Extract provided =
╭──
I really hate to say this, but sometimes you gotta call it how you see it. Galerians
is an absolute masterpiece, a triumph of gaming glory, a paragon that all other games should look up to... when it comes to storyline and setting. This is the first survival horror game that actually had me horrified -- not because of ghoulies jumping at me out of windows, a la Resident Evil
, but because the concept of a 14-year-old boy who has been subjected to so many drugs that he is now completely dependent on them (and the associated FMVs of him injecting the needed PPECs) is downright scary. This game hits hard, and hits just below the belt. The story starts off cool and gets even better from there, with plot twists you won't see coming, and a setting that just won't quit. You're going to play to the end of this game just to see how the hell it turns out.
Sadly, the game itself is something of a loss. Resident Evil was a bitch to control, and Galerians is no improvement. You still have your characters walking around, a la Night of the Living Dead, only now they're not zombies. You still have the abysmally slow turn-and-spin. Only now, if Rion gets into a fight with more than one person, chances are he'll lose. When he uses an attack (all psychic; no physical attacks for Rion), he has to charge up, and during that time, he's completely vulnerable and can't move. You'll find yourself running like a madman from fights just because you don't want to waste your psychic power.
Oh, and there's this thing called AP. Every time you use a psychic power, your AP meter goes up, and as the game progresses, it goes up automatically (which is a serious pain in the ass). When it fills up and you try to do anything psy-related, you 'short,' and start exploding the heads of people around you. This would be cool, but it drains your health like no tomorrow and you walk around even more like a zombie. Luckily, there is medicine that lowers your AP meter, but you'll spend much of the game searching like crazy for the stuff.
So you've got an amazing story wrapped up in a mediocre game. Usually it's the other way around, and I was pleasantly surprised to see the equivalent of an arthouse flick on the PlayStation.
╰──
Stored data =
╭──
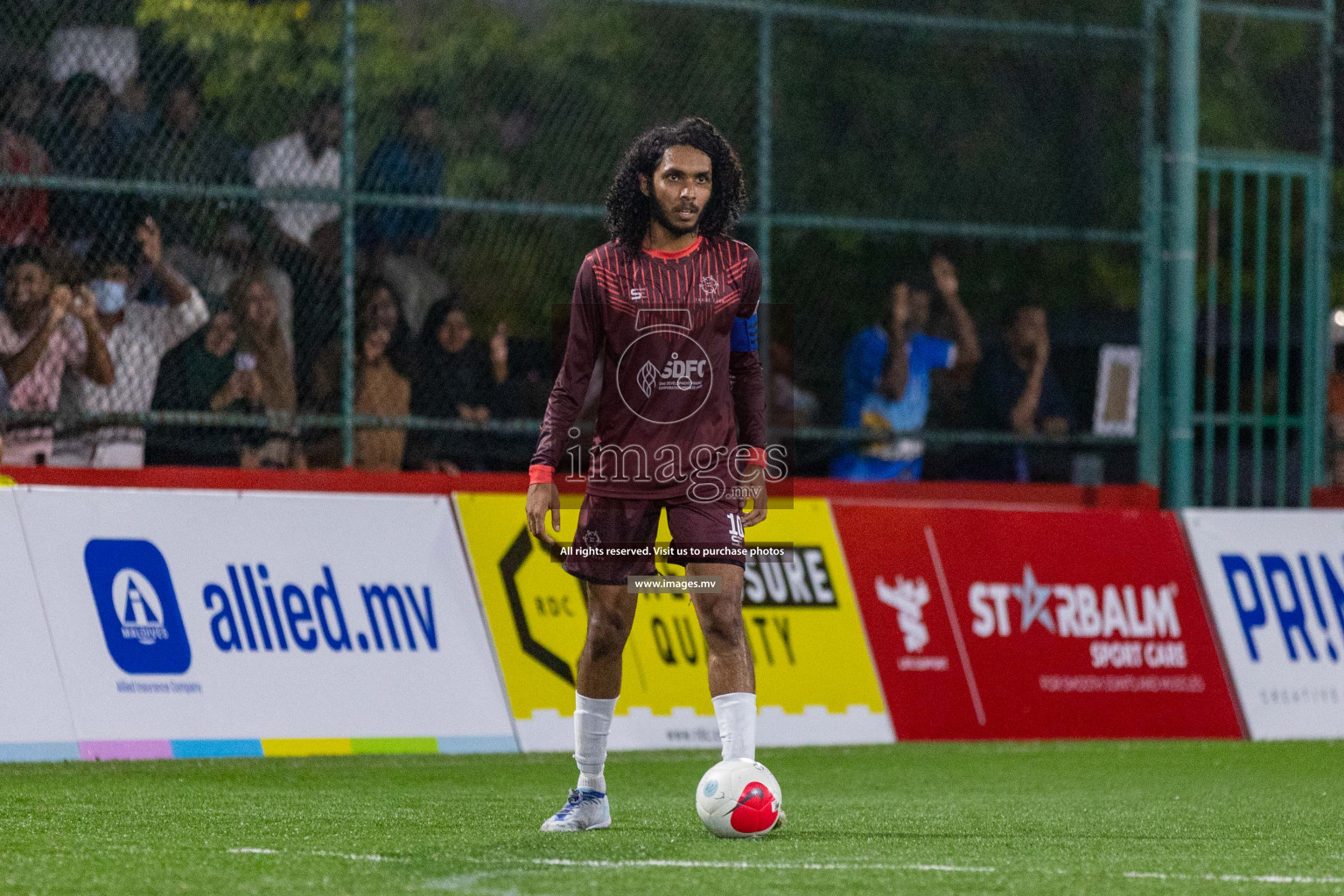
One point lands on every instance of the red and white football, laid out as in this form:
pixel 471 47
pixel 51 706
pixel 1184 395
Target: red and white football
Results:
pixel 738 798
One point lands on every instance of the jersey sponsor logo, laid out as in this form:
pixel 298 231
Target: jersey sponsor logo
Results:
pixel 677 374
pixel 137 606
pixel 647 371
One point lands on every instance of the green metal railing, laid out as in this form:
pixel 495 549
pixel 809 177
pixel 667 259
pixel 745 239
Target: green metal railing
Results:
pixel 1166 235
pixel 1306 251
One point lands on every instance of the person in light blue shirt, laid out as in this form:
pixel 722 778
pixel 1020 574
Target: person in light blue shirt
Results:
pixel 887 375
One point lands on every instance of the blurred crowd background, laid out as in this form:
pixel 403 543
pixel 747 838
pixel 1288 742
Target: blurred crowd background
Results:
pixel 988 178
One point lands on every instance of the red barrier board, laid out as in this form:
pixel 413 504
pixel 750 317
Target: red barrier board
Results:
pixel 1035 624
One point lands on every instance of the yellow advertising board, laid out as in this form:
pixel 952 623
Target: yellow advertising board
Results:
pixel 815 679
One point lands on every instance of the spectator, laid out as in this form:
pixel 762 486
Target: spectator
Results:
pixel 453 379
pixel 23 213
pixel 45 329
pixel 306 158
pixel 316 274
pixel 200 375
pixel 382 386
pixel 1016 389
pixel 231 254
pixel 269 375
pixel 887 376
pixel 133 116
pixel 84 143
pixel 399 238
pixel 183 150
pixel 137 335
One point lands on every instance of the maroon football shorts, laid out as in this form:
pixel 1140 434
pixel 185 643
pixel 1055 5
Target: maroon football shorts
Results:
pixel 701 534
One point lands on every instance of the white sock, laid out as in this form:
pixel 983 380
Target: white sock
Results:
pixel 592 725
pixel 737 724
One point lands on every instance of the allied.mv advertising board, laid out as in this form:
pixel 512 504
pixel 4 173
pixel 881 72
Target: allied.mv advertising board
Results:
pixel 34 717
pixel 265 622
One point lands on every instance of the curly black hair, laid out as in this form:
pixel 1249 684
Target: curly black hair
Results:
pixel 628 210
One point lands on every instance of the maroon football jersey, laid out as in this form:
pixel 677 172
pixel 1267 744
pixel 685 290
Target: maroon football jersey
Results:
pixel 674 394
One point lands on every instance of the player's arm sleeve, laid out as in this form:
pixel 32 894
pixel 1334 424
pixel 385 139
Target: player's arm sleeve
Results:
pixel 581 352
pixel 745 374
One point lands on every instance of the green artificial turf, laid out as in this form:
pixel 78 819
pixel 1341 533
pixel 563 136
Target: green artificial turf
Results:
pixel 912 818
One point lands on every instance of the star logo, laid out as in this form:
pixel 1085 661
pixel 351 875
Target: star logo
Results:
pixel 1032 598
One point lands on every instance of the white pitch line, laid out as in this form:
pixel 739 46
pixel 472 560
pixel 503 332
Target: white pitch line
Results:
pixel 1236 878
pixel 256 850
pixel 679 863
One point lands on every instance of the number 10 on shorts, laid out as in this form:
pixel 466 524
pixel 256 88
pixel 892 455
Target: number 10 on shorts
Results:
pixel 735 528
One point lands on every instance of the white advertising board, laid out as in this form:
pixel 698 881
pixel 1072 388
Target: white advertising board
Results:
pixel 1276 584
pixel 34 715
pixel 225 617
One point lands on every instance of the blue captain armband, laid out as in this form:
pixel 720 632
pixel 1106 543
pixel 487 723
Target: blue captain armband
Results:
pixel 744 335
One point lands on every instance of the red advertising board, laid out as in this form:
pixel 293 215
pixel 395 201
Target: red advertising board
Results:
pixel 1035 624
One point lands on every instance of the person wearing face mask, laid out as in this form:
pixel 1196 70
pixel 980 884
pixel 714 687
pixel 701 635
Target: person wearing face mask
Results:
pixel 46 328
pixel 137 335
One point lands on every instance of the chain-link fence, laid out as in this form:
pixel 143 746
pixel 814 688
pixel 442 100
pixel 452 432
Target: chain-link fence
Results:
pixel 320 233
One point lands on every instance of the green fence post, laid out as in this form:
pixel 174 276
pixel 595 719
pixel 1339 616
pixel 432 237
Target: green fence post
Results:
pixel 1319 304
pixel 347 260
pixel 1151 262
pixel 1180 258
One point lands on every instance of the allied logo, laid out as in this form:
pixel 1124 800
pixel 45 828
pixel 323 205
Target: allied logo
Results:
pixel 137 606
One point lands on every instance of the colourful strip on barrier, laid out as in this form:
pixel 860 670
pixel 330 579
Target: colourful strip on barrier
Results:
pixel 104 750
pixel 306 747
pixel 243 747
pixel 215 748
pixel 368 746
pixel 50 751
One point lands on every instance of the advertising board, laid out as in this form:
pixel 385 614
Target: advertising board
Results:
pixel 34 713
pixel 815 680
pixel 262 622
pixel 1276 586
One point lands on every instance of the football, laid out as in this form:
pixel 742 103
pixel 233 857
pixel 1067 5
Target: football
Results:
pixel 738 798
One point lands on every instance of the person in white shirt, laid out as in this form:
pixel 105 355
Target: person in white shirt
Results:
pixel 137 336
pixel 306 158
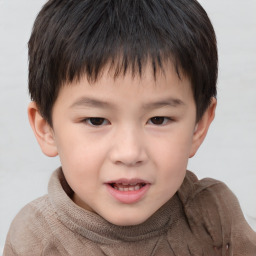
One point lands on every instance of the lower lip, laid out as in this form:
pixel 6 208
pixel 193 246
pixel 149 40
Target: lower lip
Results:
pixel 128 197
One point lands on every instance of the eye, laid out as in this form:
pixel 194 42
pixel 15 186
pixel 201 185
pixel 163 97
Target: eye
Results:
pixel 159 120
pixel 96 121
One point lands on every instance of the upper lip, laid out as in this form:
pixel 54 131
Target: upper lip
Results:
pixel 128 181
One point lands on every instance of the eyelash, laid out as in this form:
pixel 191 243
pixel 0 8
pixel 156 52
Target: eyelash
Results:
pixel 100 121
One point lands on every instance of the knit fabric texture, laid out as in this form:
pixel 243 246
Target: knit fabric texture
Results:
pixel 202 218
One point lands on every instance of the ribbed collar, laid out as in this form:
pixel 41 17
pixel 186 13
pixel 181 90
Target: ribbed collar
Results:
pixel 97 229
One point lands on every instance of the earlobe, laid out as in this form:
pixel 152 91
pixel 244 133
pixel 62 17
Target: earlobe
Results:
pixel 202 127
pixel 42 130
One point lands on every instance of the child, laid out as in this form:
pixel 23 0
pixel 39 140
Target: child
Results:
pixel 124 92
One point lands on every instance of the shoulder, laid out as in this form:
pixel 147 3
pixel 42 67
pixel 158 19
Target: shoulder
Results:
pixel 212 210
pixel 28 230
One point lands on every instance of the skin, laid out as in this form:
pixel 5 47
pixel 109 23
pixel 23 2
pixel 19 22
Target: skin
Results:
pixel 127 142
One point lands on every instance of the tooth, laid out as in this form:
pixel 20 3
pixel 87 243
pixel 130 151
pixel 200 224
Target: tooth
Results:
pixel 137 187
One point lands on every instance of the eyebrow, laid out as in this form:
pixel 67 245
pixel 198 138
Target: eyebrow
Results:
pixel 168 102
pixel 91 102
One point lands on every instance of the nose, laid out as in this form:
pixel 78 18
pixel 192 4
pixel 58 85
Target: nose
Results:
pixel 128 148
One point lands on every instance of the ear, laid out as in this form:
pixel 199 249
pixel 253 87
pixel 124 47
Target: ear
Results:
pixel 202 127
pixel 42 130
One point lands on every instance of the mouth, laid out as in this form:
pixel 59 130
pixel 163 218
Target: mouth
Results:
pixel 128 192
pixel 127 187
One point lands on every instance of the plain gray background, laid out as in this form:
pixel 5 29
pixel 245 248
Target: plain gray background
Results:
pixel 228 154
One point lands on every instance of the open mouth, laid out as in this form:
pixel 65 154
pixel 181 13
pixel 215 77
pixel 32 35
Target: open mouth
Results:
pixel 127 187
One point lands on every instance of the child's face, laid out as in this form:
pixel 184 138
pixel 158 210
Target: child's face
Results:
pixel 124 143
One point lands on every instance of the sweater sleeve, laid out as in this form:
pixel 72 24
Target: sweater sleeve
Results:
pixel 27 233
pixel 215 217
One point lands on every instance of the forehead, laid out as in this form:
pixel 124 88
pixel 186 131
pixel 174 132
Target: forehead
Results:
pixel 145 88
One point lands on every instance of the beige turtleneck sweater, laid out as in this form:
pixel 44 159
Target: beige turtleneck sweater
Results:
pixel 202 218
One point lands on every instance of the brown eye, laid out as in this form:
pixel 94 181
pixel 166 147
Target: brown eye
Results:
pixel 96 121
pixel 158 120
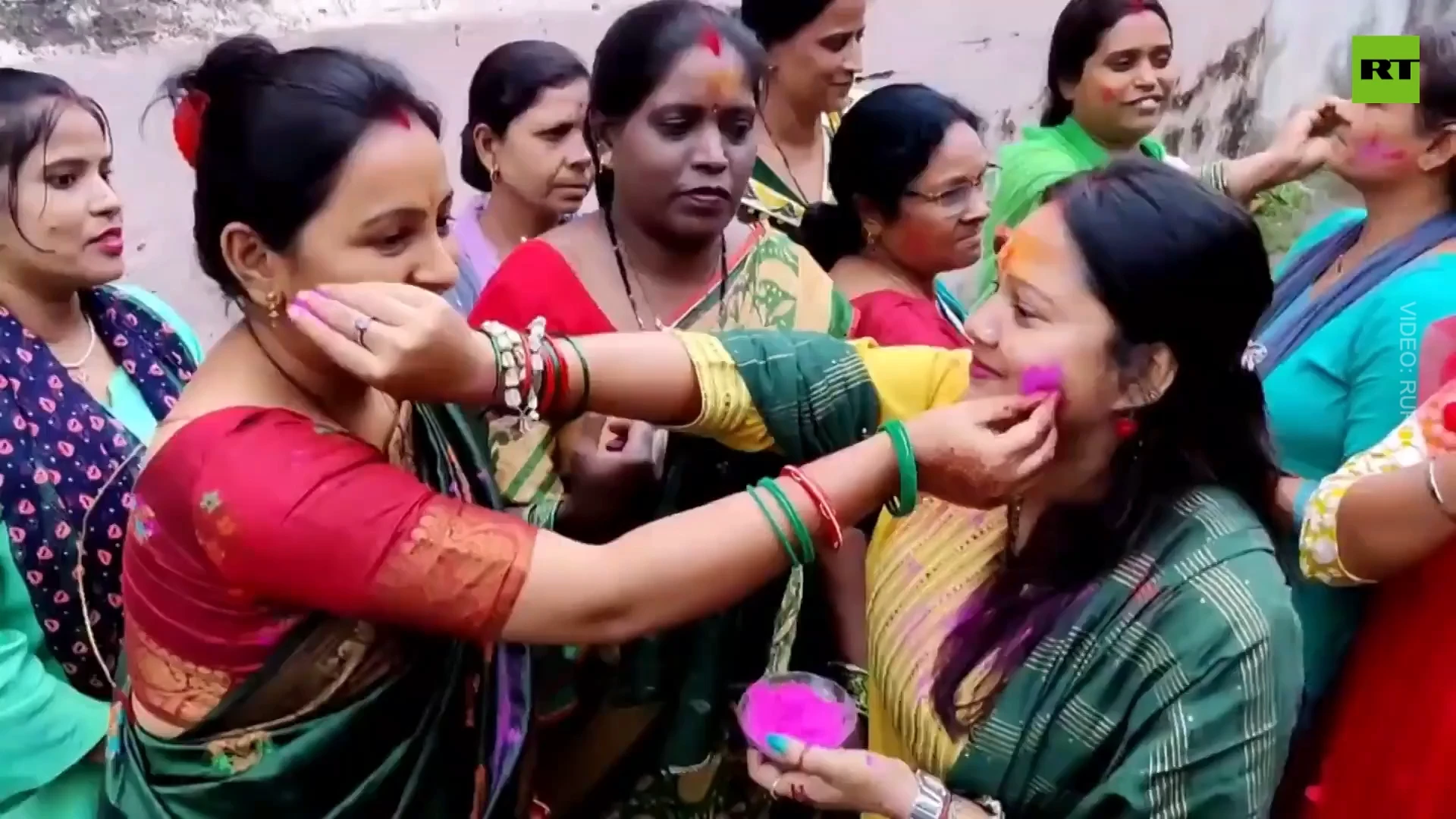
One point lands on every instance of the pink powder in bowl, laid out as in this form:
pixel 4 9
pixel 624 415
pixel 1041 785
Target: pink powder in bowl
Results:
pixel 802 706
pixel 1046 378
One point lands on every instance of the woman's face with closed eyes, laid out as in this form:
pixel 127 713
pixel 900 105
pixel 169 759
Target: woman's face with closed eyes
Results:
pixel 1044 314
pixel 682 159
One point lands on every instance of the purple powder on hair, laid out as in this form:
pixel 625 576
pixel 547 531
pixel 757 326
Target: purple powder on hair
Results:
pixel 799 710
pixel 1046 378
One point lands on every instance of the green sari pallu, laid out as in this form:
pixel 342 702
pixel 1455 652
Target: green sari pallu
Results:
pixel 417 730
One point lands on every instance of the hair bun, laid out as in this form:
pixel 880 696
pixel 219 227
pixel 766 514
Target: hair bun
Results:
pixel 224 72
pixel 830 232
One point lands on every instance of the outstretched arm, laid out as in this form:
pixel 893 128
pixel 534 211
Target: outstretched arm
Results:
pixel 437 564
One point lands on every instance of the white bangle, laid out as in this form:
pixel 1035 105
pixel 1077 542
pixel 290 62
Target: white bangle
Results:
pixel 1436 490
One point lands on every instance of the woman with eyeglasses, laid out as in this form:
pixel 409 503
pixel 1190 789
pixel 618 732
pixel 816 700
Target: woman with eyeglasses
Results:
pixel 908 177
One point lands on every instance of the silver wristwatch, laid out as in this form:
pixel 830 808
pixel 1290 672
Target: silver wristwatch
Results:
pixel 990 806
pixel 932 800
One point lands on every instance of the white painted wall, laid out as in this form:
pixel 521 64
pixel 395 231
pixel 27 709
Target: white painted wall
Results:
pixel 989 55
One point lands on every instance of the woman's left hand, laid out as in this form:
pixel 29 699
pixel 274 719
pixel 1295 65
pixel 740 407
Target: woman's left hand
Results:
pixel 1305 143
pixel 400 338
pixel 830 779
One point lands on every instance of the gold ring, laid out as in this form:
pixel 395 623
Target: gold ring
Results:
pixel 360 328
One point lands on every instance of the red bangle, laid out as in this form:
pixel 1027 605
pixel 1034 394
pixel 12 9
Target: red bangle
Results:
pixel 563 372
pixel 833 529
pixel 548 392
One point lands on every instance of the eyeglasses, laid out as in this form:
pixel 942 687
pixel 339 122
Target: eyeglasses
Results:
pixel 959 199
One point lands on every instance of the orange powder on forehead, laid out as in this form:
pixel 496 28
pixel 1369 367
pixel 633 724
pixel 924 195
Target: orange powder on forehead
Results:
pixel 723 83
pixel 1027 253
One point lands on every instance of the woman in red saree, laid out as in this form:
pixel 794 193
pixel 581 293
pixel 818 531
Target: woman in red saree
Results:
pixel 327 611
pixel 1388 516
pixel 909 175
pixel 672 124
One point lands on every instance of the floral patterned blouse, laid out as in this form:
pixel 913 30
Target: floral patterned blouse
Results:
pixel 1411 444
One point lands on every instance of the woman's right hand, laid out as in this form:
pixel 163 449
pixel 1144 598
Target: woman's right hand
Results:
pixel 414 344
pixel 982 452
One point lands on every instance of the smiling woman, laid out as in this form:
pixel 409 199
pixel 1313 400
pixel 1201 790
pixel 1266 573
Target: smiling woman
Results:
pixel 91 368
pixel 1110 77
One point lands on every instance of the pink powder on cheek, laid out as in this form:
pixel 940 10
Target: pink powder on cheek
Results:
pixel 797 710
pixel 1046 378
pixel 1378 150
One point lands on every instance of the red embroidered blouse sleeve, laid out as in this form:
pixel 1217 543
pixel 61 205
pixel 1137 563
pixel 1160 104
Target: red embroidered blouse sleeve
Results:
pixel 316 519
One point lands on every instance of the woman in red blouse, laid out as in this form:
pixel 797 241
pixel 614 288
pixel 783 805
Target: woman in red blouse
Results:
pixel 909 177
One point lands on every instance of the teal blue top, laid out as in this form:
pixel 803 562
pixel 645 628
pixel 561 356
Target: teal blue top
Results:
pixel 1337 395
pixel 47 727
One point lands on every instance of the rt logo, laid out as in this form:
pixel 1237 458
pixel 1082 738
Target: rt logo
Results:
pixel 1385 69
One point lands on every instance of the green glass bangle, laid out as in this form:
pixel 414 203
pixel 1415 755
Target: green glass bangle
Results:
pixel 801 531
pixel 495 360
pixel 905 503
pixel 585 376
pixel 778 531
pixel 544 513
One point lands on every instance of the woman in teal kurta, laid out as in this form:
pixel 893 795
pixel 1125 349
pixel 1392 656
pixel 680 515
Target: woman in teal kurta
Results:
pixel 1345 387
pixel 86 371
pixel 49 725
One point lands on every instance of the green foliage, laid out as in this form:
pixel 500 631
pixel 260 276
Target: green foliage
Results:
pixel 1282 215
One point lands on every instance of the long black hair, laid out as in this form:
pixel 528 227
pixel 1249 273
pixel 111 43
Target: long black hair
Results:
pixel 275 130
pixel 1438 105
pixel 778 20
pixel 1174 264
pixel 883 145
pixel 506 85
pixel 1075 39
pixel 635 55
pixel 31 104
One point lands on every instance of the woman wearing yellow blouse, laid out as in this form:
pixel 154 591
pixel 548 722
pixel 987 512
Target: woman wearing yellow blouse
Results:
pixel 1119 639
pixel 1388 516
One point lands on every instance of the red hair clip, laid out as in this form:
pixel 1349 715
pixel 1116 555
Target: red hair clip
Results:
pixel 187 124
pixel 711 39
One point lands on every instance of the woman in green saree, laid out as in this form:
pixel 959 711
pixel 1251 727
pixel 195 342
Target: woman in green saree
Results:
pixel 1119 640
pixel 1110 80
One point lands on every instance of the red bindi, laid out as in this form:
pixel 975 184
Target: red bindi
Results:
pixel 711 39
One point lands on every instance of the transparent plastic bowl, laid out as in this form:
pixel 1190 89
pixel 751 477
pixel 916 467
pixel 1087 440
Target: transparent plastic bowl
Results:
pixel 833 720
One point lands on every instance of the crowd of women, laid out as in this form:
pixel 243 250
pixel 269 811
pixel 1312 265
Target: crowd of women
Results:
pixel 490 507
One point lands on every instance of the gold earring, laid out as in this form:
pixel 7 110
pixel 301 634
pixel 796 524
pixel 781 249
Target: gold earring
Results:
pixel 274 303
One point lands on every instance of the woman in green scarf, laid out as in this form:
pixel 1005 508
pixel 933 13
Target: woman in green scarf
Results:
pixel 1110 80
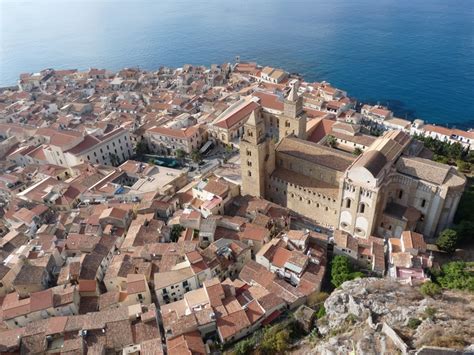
╰──
Work instruction =
Answer these questions from the Galerians review:
(a) How old is the boy at the center of the story?
(b) What state is Rion in while he charges up an attack?
(c) What lowers the AP meter?
The listing has no connection to the Galerians review.

Solution to this exercise =
(a) He is 14 years old.
(b) He is completely vulnerable and can't move.
(c) Medicine lowers it.